Saved entries
=======
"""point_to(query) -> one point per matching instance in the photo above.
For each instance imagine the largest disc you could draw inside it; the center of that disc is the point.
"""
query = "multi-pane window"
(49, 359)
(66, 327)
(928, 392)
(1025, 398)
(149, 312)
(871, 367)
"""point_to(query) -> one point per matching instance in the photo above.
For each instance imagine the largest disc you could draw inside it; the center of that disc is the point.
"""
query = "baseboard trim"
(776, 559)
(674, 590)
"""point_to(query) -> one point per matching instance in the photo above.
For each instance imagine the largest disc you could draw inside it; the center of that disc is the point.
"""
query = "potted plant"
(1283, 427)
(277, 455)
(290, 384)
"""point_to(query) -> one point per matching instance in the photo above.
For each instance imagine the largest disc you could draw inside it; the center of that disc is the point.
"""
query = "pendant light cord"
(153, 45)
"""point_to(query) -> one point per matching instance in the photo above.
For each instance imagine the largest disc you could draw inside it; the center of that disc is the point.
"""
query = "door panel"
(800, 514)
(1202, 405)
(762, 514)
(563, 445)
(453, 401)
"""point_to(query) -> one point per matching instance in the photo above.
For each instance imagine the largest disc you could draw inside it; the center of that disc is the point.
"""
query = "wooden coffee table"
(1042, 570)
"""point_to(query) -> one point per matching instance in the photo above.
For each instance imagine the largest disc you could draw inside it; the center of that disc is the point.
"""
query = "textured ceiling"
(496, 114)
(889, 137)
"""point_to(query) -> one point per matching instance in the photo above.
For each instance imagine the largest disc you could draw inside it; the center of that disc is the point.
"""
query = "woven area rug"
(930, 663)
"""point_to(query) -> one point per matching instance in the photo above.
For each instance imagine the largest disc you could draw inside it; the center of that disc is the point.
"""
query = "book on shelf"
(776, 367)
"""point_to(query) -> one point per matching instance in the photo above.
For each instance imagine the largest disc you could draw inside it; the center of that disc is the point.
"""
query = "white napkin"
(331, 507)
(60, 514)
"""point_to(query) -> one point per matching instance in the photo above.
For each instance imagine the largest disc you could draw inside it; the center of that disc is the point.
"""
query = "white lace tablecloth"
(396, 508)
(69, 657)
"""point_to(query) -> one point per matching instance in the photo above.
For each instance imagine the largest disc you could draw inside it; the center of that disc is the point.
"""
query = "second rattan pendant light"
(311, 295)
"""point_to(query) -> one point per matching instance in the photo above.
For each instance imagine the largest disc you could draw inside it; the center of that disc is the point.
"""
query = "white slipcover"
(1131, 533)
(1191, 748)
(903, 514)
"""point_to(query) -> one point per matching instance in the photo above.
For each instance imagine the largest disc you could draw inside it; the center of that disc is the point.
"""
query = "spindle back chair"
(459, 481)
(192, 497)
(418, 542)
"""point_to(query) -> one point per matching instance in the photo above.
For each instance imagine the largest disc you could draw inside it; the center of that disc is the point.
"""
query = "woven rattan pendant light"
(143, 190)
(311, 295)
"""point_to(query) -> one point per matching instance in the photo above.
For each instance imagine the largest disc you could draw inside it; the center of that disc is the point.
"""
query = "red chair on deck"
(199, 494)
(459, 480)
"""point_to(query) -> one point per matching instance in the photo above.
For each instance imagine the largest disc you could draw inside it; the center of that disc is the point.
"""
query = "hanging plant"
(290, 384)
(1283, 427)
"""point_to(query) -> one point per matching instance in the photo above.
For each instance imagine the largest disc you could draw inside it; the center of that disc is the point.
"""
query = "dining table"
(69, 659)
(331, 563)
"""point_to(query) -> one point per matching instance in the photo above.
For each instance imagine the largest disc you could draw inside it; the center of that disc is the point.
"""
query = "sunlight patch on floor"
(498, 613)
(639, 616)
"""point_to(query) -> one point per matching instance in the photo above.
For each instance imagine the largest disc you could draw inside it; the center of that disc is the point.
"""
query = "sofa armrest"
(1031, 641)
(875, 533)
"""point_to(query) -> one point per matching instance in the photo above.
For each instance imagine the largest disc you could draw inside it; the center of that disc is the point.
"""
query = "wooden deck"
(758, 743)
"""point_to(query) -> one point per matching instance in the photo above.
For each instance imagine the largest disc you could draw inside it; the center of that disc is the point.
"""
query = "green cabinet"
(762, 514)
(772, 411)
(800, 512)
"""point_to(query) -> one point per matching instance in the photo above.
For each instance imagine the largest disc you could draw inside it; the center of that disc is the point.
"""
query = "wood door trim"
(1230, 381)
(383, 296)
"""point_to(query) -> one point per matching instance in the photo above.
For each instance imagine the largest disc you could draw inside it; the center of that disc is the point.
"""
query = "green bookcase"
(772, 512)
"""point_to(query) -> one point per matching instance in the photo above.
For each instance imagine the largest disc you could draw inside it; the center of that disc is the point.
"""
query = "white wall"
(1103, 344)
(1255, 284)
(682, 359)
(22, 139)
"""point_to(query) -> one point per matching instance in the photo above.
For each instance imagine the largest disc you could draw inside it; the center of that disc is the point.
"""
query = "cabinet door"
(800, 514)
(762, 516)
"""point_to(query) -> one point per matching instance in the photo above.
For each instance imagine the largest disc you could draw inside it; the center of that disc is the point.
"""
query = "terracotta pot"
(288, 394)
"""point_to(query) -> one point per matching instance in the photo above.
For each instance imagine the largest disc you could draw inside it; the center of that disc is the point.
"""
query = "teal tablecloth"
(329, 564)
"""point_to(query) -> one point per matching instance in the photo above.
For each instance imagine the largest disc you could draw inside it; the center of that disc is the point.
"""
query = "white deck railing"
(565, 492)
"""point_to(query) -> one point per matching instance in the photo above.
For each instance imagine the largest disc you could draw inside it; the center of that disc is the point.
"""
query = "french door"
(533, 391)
=======
WHAT IS NEEDED:
Transcribe the data above in full, exactly.

RESPONSE BELOW:
"""point_to(query) -> one point per matching instance in the photo above.
For each instance imagine the largest disc you could draw inside it; the center of that disc is the point.
"""
query = "multi-pane window"
(49, 359)
(66, 327)
(928, 392)
(1025, 398)
(149, 312)
(871, 367)
"""point_to(query) -> one point per matching instance in the photo above.
For each instance imagine the largest disc you could draw inside it; the center of that disc is the point.
"""
query = "baseboard trim"
(776, 559)
(674, 590)
"""point_to(query) -> one point per matching instance in the photo above.
For each instance imagine the largest disc you could draw inside it; the center of that disc is the point.
"""
query = "potted plant"
(1283, 427)
(277, 455)
(290, 384)
"""point_to(query) -> one point per matching instance in the photo above.
For each instance imagine the largest disc you could draw inside it; the center of that disc is the point.
"""
query = "pendant light cord"
(153, 45)
"""point_to(query) -> one point per matching instance in the photo above.
For each instance imagine the largest disc you could draw inside it; the center of that disc is the point.
"""
query = "door panel"
(800, 514)
(1202, 405)
(762, 514)
(563, 445)
(453, 401)
"""point_to(query) -> one point per matching instance in the photo above.
For each instance imagine the largest disc you could draw inside it; the center of that disc is the point.
"""
query = "wooden coffee table"
(1042, 570)
"""point_to(query) -> one point per matching instance in the photo above.
For each instance imagine the largest disc you could draw inside it; the center of that disc is the point.
"""
query = "textured ceiling"
(496, 114)
(889, 137)
"""point_to(query) -> one point per matching instance in the photo above.
For each instance imagine the largest disc you could draw inside it; the center of that disc is the point.
"""
query = "woven area rug"
(930, 663)
"""point_to(query) -> one point per matching instance in the photo above.
For each instance imagine the largest disc you could draw inside it; the center of that disc is the point.
"""
query = "book on shelf"
(776, 367)
"""point_to(query) -> one point per matching instance in the photo above.
For each instance imagine the largest disc you could draw inside it; the center of that disc is the point.
"""
query = "white napkin"
(331, 507)
(60, 514)
"""point_to(query) -> one point per matching instance in the photo above.
For each instance imagine the largest disc you could draw inside it; the center of that disc is the point.
"""
query = "white lace tablecloth"
(396, 508)
(69, 657)
"""point_to(query) -> one point per matching instance in the photo above.
For each instance imagine the largest disc you could draw inside it; the center of that disc is the point.
"""
query = "second rattan pendant light"
(311, 295)
"""point_to(query) -> one point per matching instance in the photo above.
For each instance imagine the largest disc you could draw inside it; the center of that disc is the point.
"""
query = "white slipcover"
(1131, 533)
(1191, 748)
(903, 514)
"""point_to(query) -> one point per matching instance in the photo above.
For each instance imagine the largest disc you could draw inside it; the center of that disc is the point.
"""
query = "spindle back chair"
(459, 481)
(192, 497)
(418, 542)
"""point_to(query) -> one point per matching instance in the photo above.
For each instance imagine the largest disc you could draw inside it; the center of that disc is the point.
"""
query = "woven rattan pendant light"
(143, 190)
(311, 295)
"""point_to(query) -> one point per matching instance in the photo above.
For each instance imagine the largest disc you could draw inside it; the center of that disc is the point.
"""
query = "red chair on deck"
(199, 494)
(459, 480)
"""point_to(query) -> one point per matching instance in the photo above.
For each instance imagine the largest disc you could draw inside it; the center of that disc is the point.
"""
query = "hanging plant"
(290, 384)
(1283, 427)
"""point_to(query) -> one point per matching instance in the photo above.
For each instance imagine the largest disc you could draw inside it; the center of that disc is the point.
"""
query = "dining table"
(69, 659)
(331, 563)
"""point_to(query) -> one point per matching instance in the photo above.
For each instance imagine the largest disc you could draw inside it; the center of that disc is the point.
"""
query = "sunlight patch on floor"
(498, 613)
(639, 616)
"""point_to(query) -> one point per matching instance in the photo above.
For each instance imagine the largest disc you could draw inside it; the center of that disc is the point.
"""
query = "sofa armrest"
(1031, 641)
(875, 533)
"""point_to(query) -> one point per matching instance in the photo above.
For each instance imagine the largest disc you could draw inside it; the center of that disc is the point.
"""
query = "wooden deck"
(758, 743)
"""point_to(query) -> one point per matching instance in the photo above.
For each instance imagine the largest disc you could draw inside it; the center of that disc is the point.
"""
query = "green cabinet"
(762, 514)
(772, 411)
(800, 512)
"""point_to(query) -> one point per matching instance in the photo above.
For each instance imagine the largest disc you could draw inside it; the center of that disc is the point.
"""
query = "wood door trim"
(1230, 381)
(383, 296)
"""point_to(query) -> one point per matching instance in the photo above.
For each instance imagine the largest disc you could draw inside it; the center of that disc is the point.
"""
query = "green bookcase"
(772, 512)
"""point_to(query) -> one point per matching instance in the photo above.
For each instance imagine the largest disc you could draw inside it; the center of that disc is the point.
"""
query = "white wall"
(1103, 344)
(1255, 284)
(682, 359)
(22, 139)
"""point_to(query) -> one point per matching instance in the photo above.
For each instance imagine the largest disc you could draw inside it; the center of that disc is the point.
"""
query = "cabinet door"
(800, 514)
(762, 516)
"""point_to(query) -> one point per matching instance in the photo above.
For each instance imagine the largest disc you could draw inside it; the center of that disc is the point.
"""
query = "terracotta pot"
(288, 394)
"""point_to(query) -> one point per matching instance in the photo above.
For each instance imagine the largest disc you could draw inside it; the center of that disc is the point.
"""
query = "teal tablecloth"
(329, 564)
"""point_to(query) -> one point per matching instance in the photo above.
For each instance imagine the largest disc you could draw inside it; the center of that disc is the point.
"""
query = "white deck railing"
(565, 492)
"""point_to(query) -> one point per matching instance in the photo above.
For each instance imagine the largest disc you could draw inside it; the center of that disc is the point.
"""
query = "french door"
(533, 391)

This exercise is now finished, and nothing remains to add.